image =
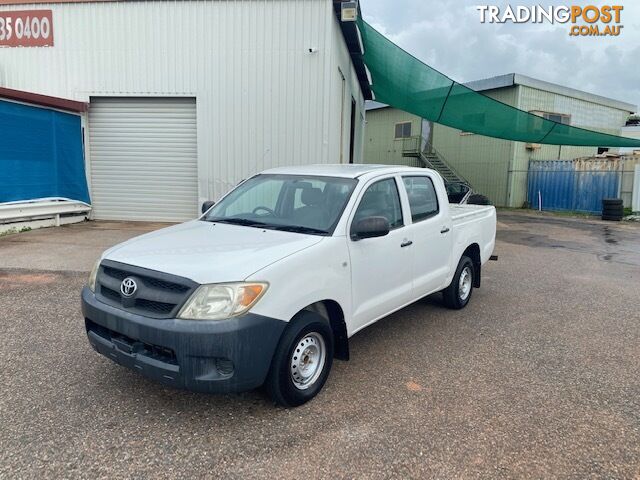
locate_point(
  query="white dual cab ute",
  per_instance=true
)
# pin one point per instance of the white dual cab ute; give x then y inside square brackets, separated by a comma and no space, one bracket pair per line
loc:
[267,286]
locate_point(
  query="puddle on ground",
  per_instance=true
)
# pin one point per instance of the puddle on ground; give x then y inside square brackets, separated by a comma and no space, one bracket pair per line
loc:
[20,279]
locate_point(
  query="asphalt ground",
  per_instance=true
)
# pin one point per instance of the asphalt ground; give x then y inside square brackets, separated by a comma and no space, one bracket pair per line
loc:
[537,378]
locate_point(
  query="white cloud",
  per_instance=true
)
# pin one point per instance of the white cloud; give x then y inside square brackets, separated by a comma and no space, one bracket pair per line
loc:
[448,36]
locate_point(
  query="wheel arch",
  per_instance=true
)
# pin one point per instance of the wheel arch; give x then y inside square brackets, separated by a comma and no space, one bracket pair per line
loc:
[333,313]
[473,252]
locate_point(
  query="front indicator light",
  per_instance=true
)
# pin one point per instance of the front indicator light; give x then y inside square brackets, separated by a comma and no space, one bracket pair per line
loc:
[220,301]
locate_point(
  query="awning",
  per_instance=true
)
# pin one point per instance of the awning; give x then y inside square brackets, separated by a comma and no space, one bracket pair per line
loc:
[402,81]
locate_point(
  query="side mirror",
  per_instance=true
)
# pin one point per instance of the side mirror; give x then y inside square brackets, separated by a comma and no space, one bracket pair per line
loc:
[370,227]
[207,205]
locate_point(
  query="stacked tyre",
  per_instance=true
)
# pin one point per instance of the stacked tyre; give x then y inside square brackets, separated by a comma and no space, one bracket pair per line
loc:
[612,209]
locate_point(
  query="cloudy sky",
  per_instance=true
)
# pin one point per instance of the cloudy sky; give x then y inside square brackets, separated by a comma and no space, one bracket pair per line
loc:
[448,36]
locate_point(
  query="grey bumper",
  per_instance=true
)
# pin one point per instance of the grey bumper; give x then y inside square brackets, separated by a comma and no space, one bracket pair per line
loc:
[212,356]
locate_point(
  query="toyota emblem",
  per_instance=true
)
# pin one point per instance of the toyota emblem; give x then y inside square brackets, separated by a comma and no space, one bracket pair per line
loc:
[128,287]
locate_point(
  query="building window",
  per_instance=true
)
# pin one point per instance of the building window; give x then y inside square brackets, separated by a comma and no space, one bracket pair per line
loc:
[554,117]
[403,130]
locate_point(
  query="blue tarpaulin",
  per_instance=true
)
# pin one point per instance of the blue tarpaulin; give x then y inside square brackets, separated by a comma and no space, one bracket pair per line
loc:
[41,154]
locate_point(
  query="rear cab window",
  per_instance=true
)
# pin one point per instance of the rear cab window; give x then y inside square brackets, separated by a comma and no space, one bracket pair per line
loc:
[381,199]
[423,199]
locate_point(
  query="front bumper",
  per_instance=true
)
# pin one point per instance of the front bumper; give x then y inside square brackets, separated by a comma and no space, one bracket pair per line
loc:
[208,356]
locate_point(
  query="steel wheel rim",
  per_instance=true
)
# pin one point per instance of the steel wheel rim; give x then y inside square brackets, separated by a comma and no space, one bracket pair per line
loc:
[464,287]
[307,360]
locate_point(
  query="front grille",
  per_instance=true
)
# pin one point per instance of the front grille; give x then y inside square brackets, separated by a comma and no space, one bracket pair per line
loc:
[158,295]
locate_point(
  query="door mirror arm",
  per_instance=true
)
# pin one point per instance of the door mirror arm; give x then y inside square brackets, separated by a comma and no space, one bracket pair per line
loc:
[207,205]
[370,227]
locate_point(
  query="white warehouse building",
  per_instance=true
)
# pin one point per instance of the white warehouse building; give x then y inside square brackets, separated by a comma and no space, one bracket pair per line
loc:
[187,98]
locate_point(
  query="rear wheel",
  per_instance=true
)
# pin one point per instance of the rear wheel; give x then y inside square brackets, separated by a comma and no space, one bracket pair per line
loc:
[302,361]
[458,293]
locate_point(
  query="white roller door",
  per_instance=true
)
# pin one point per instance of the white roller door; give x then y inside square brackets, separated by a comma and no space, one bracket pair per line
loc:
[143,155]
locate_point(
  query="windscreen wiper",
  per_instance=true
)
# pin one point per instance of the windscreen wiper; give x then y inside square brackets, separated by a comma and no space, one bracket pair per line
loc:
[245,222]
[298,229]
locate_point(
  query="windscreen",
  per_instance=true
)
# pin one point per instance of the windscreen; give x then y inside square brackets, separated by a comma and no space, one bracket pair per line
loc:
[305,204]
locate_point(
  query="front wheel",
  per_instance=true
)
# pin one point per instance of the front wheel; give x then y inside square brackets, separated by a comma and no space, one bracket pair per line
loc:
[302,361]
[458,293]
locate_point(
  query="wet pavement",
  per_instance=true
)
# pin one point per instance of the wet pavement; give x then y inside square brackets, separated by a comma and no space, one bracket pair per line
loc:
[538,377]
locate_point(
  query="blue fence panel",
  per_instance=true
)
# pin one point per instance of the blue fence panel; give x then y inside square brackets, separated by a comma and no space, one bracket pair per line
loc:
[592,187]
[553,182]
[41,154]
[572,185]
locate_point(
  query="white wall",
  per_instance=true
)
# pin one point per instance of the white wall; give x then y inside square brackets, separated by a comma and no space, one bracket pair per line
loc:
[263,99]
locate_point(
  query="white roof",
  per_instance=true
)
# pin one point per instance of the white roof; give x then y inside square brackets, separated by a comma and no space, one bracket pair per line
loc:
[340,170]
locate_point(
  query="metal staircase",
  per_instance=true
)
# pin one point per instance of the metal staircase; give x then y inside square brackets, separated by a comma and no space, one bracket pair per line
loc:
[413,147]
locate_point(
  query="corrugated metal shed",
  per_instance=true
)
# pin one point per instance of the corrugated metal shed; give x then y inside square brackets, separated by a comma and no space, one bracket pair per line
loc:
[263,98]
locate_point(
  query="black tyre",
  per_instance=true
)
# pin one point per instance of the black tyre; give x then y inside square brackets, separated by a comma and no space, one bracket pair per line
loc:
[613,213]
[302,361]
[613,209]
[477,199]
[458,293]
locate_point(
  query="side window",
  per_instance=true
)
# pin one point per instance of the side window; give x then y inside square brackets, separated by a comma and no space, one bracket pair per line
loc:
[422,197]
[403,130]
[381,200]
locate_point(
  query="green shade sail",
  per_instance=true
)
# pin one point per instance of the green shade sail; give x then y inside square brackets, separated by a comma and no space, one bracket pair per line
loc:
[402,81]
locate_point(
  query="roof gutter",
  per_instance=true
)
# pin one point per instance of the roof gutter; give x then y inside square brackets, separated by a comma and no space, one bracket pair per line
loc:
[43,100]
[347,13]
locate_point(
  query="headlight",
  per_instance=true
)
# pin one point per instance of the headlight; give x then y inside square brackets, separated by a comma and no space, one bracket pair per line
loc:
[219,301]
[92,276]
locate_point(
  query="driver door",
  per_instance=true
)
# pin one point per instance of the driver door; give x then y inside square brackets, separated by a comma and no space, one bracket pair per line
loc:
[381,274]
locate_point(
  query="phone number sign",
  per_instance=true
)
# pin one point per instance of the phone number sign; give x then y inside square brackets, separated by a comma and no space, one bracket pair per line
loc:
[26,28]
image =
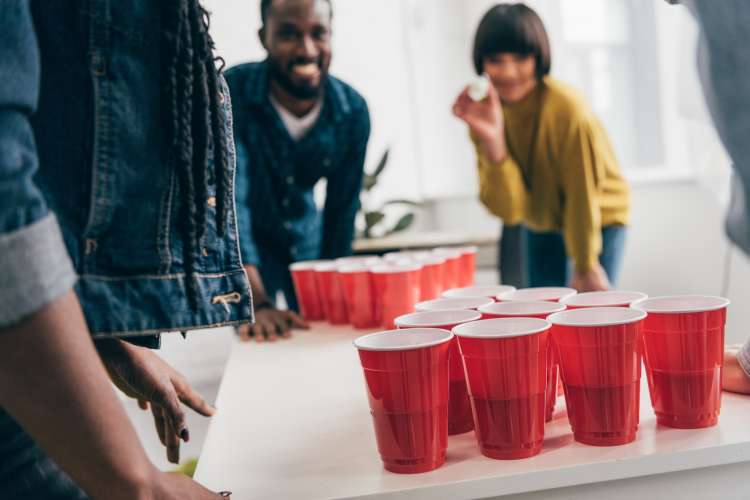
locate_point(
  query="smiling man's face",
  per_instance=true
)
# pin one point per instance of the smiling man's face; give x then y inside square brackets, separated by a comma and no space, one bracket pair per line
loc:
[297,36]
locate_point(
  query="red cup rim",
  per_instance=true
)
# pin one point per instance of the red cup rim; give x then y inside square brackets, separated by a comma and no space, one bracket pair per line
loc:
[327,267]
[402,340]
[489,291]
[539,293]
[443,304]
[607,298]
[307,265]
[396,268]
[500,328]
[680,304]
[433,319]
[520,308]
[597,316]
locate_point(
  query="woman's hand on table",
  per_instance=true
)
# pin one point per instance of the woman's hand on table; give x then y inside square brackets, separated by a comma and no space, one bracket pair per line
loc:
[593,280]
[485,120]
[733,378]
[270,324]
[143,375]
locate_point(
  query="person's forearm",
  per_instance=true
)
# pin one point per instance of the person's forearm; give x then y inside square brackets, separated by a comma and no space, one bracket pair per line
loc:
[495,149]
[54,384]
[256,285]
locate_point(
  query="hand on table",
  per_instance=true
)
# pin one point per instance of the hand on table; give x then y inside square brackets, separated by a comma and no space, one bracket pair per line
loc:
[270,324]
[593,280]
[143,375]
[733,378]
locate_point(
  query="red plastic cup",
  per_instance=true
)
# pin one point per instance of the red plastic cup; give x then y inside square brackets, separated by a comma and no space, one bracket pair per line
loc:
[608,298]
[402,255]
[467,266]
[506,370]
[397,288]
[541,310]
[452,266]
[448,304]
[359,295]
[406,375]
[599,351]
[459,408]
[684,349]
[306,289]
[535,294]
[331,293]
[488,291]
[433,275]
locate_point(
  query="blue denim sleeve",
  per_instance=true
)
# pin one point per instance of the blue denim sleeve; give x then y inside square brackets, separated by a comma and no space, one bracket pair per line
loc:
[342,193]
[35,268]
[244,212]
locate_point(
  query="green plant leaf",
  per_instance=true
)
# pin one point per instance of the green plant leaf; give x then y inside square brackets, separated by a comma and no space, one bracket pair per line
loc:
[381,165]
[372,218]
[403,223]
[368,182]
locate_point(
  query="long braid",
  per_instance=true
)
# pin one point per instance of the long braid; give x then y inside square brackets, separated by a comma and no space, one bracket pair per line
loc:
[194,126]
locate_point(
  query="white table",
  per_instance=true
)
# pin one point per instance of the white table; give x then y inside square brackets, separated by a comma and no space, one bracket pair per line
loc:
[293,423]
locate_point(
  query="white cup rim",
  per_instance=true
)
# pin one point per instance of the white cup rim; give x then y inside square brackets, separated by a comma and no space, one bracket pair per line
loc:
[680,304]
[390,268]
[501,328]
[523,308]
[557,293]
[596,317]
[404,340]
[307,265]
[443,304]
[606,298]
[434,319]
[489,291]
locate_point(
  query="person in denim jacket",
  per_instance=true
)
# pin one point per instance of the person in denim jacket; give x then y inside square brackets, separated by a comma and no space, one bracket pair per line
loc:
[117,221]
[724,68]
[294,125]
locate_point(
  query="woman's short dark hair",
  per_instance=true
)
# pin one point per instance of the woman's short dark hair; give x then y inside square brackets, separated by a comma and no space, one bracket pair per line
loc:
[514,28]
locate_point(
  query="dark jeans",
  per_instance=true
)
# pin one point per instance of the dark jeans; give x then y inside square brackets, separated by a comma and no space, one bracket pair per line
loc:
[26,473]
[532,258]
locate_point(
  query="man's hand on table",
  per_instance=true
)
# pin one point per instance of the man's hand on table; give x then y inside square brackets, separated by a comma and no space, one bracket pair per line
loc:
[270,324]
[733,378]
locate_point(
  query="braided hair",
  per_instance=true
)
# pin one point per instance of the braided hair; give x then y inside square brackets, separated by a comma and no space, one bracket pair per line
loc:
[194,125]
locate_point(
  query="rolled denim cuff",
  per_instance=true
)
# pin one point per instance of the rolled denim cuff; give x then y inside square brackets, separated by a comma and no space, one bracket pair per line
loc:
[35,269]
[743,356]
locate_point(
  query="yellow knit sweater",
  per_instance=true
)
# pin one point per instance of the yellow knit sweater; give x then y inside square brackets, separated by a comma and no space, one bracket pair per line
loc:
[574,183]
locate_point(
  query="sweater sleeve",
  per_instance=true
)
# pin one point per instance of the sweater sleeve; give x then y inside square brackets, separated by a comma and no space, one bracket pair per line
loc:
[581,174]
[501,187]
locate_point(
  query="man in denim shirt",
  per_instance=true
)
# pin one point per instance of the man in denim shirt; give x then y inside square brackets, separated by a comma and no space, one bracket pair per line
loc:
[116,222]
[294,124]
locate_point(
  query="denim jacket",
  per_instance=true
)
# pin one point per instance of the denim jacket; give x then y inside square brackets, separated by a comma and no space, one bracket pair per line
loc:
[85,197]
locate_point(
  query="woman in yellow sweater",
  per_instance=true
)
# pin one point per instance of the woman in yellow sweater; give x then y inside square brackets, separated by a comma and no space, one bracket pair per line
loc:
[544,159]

◆ WORK ORDER ◆
In the material above, find every line that has the string "mirror" and pull those lines out.

◆ RESULT OF THIS TASK ◆
  query="side mirror",
# pin one point per instance of the side mirror; give x then y inside square brackets, separated by a comma and no space, one bracket pair per line
  query="door mirror arm",
# pin one point per instance of the door mirror arm; give x then y inside square brackets, separated by a comma and no space, one bracket pair per line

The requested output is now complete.